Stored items
|---|
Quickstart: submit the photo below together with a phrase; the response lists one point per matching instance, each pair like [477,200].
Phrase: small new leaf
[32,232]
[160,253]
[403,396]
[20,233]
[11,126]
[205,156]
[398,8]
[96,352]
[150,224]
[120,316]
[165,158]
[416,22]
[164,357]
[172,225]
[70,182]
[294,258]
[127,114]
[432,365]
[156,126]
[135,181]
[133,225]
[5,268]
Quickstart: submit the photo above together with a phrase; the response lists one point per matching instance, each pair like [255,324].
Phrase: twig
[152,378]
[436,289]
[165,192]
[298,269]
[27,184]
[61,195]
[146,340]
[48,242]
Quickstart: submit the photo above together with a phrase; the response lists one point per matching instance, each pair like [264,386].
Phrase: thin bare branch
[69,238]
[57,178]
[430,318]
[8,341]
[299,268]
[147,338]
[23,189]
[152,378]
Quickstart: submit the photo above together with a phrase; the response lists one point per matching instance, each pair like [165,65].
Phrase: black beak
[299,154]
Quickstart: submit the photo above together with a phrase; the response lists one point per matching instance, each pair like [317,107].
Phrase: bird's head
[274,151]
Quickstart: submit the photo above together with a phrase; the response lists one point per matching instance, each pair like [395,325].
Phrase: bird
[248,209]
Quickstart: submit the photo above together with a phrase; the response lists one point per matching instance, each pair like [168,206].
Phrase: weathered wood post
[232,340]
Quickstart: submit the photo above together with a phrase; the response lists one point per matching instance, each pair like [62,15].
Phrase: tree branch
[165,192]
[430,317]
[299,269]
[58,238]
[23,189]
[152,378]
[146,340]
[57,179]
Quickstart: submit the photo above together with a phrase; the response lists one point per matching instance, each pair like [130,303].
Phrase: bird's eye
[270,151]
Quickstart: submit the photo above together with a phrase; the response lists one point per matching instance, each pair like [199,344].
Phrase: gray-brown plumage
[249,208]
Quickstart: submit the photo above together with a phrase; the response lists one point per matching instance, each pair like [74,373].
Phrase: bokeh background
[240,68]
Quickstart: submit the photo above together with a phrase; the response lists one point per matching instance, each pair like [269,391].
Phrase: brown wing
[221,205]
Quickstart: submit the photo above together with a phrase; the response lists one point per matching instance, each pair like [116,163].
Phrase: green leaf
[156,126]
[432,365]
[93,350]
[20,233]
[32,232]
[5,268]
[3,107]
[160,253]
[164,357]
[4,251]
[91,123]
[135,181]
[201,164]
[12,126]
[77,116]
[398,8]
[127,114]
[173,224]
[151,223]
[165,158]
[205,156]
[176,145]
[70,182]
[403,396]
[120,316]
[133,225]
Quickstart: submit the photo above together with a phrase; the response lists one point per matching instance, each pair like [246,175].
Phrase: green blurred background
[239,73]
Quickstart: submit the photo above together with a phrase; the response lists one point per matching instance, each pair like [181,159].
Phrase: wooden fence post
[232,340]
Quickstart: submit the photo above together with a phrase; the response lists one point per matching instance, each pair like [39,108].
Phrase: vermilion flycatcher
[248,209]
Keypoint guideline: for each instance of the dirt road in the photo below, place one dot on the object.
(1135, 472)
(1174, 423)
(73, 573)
|---|
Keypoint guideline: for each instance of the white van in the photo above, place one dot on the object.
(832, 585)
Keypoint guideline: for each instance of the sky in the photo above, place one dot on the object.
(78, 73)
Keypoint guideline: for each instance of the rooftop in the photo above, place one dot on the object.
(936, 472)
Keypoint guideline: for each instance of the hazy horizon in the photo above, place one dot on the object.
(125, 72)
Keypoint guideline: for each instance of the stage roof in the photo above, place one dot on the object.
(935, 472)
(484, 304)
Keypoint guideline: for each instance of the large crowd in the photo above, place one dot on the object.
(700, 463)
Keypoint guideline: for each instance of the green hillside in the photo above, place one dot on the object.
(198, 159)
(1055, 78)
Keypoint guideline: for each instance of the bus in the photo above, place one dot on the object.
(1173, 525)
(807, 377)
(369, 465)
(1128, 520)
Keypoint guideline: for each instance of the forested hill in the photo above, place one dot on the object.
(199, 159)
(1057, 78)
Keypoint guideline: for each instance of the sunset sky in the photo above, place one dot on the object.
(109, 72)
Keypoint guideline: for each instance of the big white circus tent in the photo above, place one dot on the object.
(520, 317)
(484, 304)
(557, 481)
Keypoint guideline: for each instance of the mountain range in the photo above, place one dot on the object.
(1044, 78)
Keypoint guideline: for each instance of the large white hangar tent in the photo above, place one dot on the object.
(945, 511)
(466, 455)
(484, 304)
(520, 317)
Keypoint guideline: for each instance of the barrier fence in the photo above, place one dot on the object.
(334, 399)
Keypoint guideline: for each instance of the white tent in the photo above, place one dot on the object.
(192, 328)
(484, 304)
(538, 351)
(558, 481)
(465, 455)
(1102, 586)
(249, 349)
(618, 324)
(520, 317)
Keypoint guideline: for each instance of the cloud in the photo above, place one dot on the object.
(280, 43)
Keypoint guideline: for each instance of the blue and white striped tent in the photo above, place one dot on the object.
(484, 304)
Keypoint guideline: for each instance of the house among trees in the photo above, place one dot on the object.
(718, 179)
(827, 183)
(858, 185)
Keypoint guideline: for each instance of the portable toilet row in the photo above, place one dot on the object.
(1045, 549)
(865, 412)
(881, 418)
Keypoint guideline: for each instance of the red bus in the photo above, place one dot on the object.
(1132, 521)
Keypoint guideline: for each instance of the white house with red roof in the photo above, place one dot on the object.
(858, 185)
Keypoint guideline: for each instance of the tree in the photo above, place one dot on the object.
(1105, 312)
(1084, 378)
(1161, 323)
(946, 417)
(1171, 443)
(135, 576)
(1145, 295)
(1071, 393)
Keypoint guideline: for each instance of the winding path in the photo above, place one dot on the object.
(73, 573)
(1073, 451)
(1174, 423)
|---|
> [WORK ITEM] Nothing should appear in the answer except the lines above from the line with "pair like [317,107]." through the line with "pair like [168,206].", both included, written out exactly.

> [RESPONSE]
Quickstart: submit the photo above together with a phrase; the response lists one point per matching instance, each pair like [317,107].
Phrase: bird's head
[274,151]
Quickstart: submit the photo above together with a phrase; the response lists one point per matching instance, each pair like [395,325].
Phrase: bird
[248,209]
Quickstart: submit the photo above together with a phrase; the response lists one point per matching instance, each pair like [168,206].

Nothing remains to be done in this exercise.